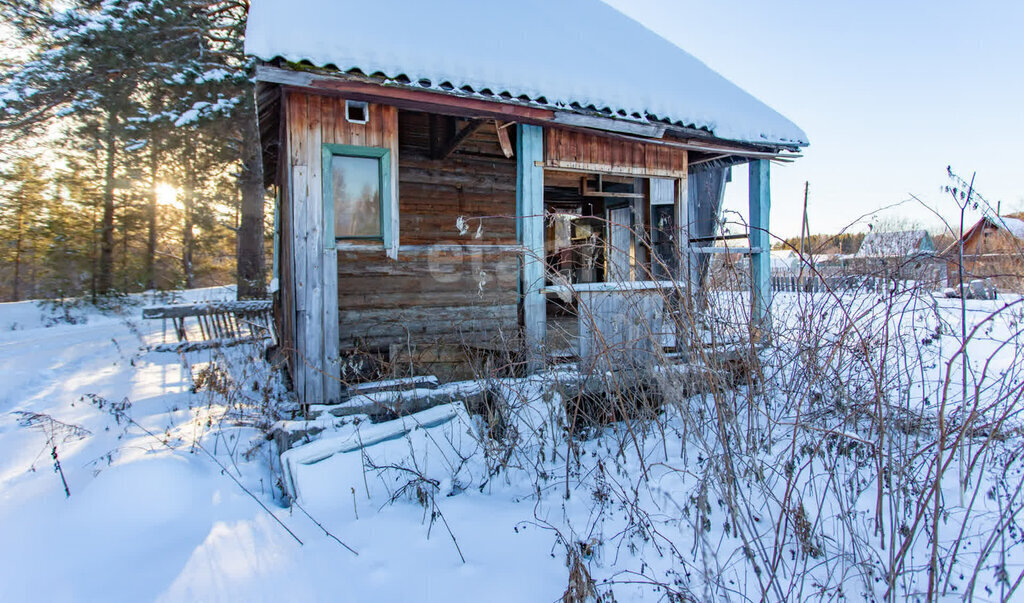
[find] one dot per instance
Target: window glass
(355, 182)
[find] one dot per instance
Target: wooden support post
(760, 205)
(529, 227)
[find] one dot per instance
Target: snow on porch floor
(144, 522)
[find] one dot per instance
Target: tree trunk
(17, 248)
(188, 202)
(103, 280)
(151, 214)
(251, 268)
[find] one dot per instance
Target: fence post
(760, 205)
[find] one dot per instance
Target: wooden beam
(760, 205)
(503, 138)
(370, 90)
(529, 227)
(454, 142)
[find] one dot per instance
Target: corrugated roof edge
(300, 65)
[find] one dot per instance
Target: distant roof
(897, 244)
(572, 54)
(1013, 225)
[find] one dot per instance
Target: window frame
(383, 157)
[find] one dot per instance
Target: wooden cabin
(460, 175)
(993, 250)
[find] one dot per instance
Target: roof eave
(303, 76)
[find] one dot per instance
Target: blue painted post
(760, 205)
(529, 228)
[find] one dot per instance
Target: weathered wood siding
(310, 122)
(444, 287)
(571, 149)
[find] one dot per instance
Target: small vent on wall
(356, 113)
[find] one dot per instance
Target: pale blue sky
(890, 93)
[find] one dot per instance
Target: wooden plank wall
(571, 149)
(529, 204)
(312, 121)
(444, 287)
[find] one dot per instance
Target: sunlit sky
(889, 92)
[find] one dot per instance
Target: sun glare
(167, 195)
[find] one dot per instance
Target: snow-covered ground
(147, 522)
(182, 501)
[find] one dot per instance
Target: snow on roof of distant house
(902, 243)
(1013, 225)
(564, 53)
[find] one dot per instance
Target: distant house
(900, 255)
(900, 244)
(993, 249)
(446, 170)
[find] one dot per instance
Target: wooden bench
(220, 324)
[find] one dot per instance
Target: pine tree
(19, 221)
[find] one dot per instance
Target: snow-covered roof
(1013, 225)
(898, 244)
(564, 53)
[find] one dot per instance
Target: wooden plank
(333, 121)
(620, 329)
(389, 119)
(760, 206)
(597, 154)
(299, 185)
(529, 205)
(468, 130)
(314, 254)
(503, 138)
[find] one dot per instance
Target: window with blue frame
(356, 194)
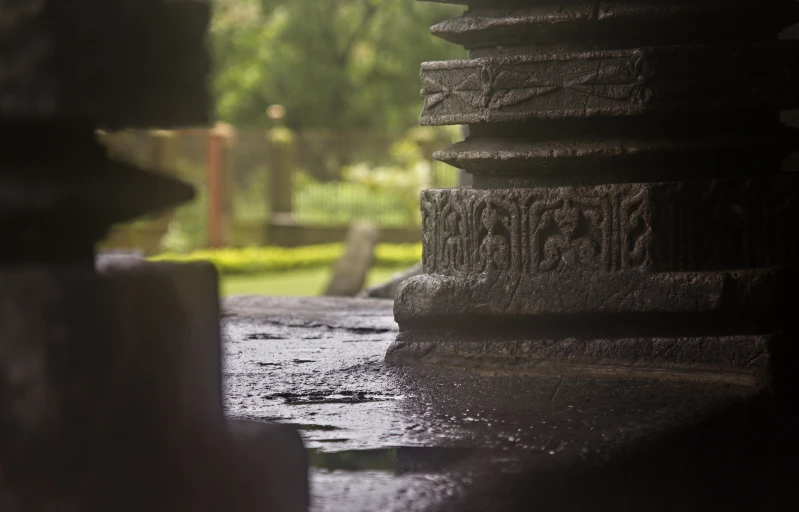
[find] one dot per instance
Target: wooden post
(280, 143)
(215, 237)
(221, 184)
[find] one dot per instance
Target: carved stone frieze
(627, 190)
(672, 226)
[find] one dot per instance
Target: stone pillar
(628, 213)
(110, 370)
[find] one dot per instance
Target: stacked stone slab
(629, 213)
(110, 371)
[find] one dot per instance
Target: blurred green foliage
(344, 64)
(260, 260)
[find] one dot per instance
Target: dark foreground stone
(112, 397)
(383, 437)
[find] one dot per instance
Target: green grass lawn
(295, 283)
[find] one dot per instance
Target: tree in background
(334, 64)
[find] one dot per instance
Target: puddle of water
(396, 460)
(310, 427)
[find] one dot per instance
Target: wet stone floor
(382, 438)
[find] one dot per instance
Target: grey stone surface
(388, 290)
(111, 386)
(120, 63)
(435, 438)
(628, 211)
(349, 272)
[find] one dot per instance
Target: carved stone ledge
(127, 63)
(628, 211)
(674, 79)
(522, 297)
(637, 23)
(739, 359)
(610, 157)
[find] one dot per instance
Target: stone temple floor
(383, 438)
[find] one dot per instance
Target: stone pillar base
(111, 385)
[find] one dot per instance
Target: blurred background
(317, 103)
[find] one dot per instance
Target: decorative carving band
(610, 83)
(651, 227)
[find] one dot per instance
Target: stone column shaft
(629, 212)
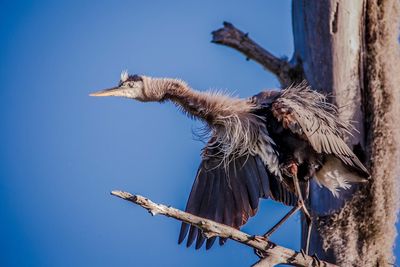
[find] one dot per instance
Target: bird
(270, 145)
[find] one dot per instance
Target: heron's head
(130, 86)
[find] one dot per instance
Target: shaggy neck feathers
(235, 129)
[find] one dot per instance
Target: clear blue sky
(62, 152)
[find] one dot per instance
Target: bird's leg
(301, 204)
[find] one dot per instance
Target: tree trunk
(350, 50)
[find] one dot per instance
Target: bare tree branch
(274, 254)
(233, 37)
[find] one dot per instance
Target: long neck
(208, 106)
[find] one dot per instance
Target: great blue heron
(266, 146)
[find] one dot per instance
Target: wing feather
(301, 107)
(230, 196)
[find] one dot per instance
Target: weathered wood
(328, 37)
(274, 254)
(350, 49)
(232, 37)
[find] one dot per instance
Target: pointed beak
(107, 92)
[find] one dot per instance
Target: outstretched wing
(306, 113)
(230, 195)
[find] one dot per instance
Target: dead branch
(230, 36)
(274, 254)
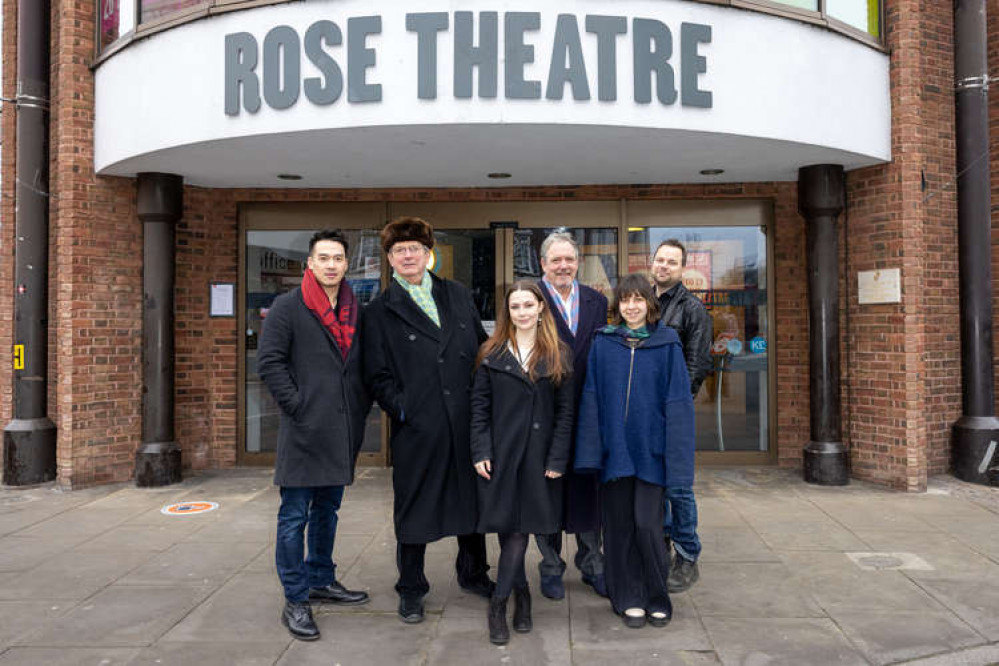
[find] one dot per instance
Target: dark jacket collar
(399, 301)
(659, 336)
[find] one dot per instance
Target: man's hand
(483, 468)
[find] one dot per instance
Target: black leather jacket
(692, 322)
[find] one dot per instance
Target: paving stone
(120, 616)
(595, 626)
(26, 656)
(890, 637)
(198, 564)
(20, 619)
(73, 575)
(734, 544)
(839, 585)
(211, 654)
(750, 590)
(365, 638)
(744, 641)
(247, 608)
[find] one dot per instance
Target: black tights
(511, 574)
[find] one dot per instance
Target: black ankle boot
(499, 633)
(522, 610)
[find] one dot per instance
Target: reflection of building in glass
(525, 258)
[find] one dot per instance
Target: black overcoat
(523, 428)
(322, 397)
(421, 375)
(582, 491)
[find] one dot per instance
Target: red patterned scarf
(342, 320)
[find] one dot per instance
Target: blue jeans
(315, 507)
(680, 521)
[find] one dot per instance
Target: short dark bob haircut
(635, 284)
(328, 234)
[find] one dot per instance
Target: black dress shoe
(411, 609)
(499, 632)
(297, 616)
(335, 593)
(522, 622)
(481, 586)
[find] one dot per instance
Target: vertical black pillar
(29, 440)
(821, 199)
(160, 205)
(975, 434)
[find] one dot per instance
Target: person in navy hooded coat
(636, 428)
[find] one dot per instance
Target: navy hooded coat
(636, 416)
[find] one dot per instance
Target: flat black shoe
(297, 616)
(658, 618)
(522, 622)
(481, 586)
(335, 593)
(411, 609)
(499, 632)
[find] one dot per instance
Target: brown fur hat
(403, 229)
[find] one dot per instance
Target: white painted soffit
(784, 95)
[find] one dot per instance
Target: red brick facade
(901, 370)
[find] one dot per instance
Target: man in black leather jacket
(685, 313)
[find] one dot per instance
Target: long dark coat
(524, 428)
(582, 491)
(322, 398)
(421, 375)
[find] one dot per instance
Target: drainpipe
(975, 434)
(821, 199)
(160, 205)
(29, 440)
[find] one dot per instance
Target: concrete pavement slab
(751, 590)
(365, 638)
(247, 608)
(120, 616)
(783, 641)
(211, 654)
(73, 575)
(838, 584)
(27, 656)
(198, 564)
(890, 637)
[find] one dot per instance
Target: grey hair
(558, 237)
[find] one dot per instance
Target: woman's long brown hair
(549, 352)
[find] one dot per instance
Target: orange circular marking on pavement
(188, 508)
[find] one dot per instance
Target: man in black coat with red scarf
(580, 312)
(310, 361)
(421, 336)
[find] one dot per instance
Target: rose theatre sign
(666, 63)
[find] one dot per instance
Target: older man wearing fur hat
(421, 336)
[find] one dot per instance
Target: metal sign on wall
(273, 71)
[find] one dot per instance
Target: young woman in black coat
(522, 416)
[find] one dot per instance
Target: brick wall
(903, 390)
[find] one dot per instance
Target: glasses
(399, 250)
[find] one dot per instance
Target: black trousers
(471, 564)
(635, 561)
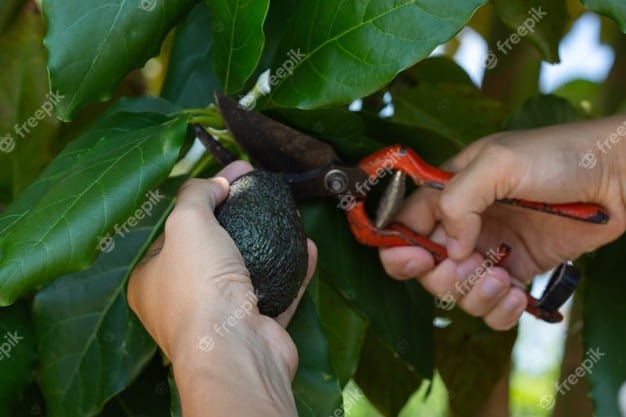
-------
[Task to complete]
Extract every line of the material above that contains the word "long", matching case exactly.

[The result]
Target: long neck
Target: long dark coat
Target: woman's long brown hair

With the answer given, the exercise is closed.